▸ **REQUIREMENT**
Your task is to restate the data word for word.

▸ **WORKING DATA**
-------
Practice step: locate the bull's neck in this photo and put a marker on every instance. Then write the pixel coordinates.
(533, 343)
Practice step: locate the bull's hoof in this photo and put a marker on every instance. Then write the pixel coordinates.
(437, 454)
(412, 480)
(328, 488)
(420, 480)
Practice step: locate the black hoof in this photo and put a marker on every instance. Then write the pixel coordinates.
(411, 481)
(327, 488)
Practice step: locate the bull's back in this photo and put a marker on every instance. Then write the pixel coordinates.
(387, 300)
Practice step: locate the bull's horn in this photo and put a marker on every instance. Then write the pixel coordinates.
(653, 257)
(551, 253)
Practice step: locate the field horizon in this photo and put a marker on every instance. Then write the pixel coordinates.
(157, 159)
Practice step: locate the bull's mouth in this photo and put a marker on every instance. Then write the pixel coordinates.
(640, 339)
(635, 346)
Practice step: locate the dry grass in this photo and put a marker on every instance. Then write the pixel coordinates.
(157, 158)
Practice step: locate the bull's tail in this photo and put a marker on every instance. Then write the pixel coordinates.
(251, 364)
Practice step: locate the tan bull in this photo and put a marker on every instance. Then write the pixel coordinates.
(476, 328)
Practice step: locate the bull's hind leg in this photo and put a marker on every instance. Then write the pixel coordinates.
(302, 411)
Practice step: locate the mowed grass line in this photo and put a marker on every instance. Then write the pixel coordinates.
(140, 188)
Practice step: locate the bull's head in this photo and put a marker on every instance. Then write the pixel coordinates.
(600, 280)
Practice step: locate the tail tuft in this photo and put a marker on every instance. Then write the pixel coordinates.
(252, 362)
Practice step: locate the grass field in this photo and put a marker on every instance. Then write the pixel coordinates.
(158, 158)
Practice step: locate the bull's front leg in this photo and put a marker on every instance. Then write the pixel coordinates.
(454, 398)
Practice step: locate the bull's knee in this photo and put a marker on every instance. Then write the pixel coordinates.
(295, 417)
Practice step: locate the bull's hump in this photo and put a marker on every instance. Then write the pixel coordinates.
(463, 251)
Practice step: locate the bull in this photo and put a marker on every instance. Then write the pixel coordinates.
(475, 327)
-------
▸ **FULL RESPONSE**
Practice step: locate the bull's neck in this photo and put a marker on every instance. Then write the pixel coordinates.
(533, 343)
Practice step: locate the bull's hoof in this photo and put a marker on every instance. Then write the pixel coordinates.
(437, 454)
(412, 480)
(328, 488)
(420, 480)
Practice step: locate the black hoof in this photo and put a marker on every instance. Then write the pixel coordinates.
(411, 481)
(327, 488)
Practice step: locate the bull's back in this photo and put a marker on every instance. Then write the pixel coordinates.
(387, 300)
Practice step: locate the bull's horn in this photo and put a marker on every instance. Then write the pixel coordinates.
(653, 257)
(551, 253)
Practice step: locate the field horizon in this photo and put a marker on every instance. Then write the pixel coordinates.
(157, 159)
Practice step: locate the bull's mouth in this photo and put a marker on every instance. Then write the pixel coordinates.
(640, 339)
(635, 346)
Practice step: locate the dry grass in this photo and put a marker on every instance. Then write the pixel coordinates.
(157, 158)
Practice step: locate the bull's tail in this photo and put a marker on every instance. Then write the pixel coordinates.
(251, 364)
Practice step: locate the tan bull in this photo and put a marker on every instance. Then write the pixel coordinates.
(476, 328)
Practice step: locate the bull's hind leg in this photo and put a marker on every instance. Then write the pixel coordinates.
(302, 411)
Practice step: locate the mowed grass line in this photo and put a marker on every instance. Then write the pixel coordinates.
(140, 188)
Practice step: locate the bull's head in this photo and put a marker on every instance. Then write the pixel coordinates.
(600, 280)
Practice step: locate the tail tuft in this photo and put a marker on every instance. Then write the pixel coordinates.
(252, 362)
Practice step: locate the grass field in this photo and put a marker on every instance. Then write the pixel coordinates.
(158, 158)
Practice step: locate the bull's front leg in this photo and put a marker on every instance. Then write the pixel coordinates.
(454, 398)
Practice step: locate the bull's knee in this photo and put a marker on every instance. Then write the pixel coordinates.
(295, 417)
Practice step: locate the bull's hump in this photo and put a marker on every instance. Then write the pixel coordinates.
(463, 251)
Practice step: locate the bull in this photo and put a marker on every instance. Then write the pixel coordinates.
(475, 327)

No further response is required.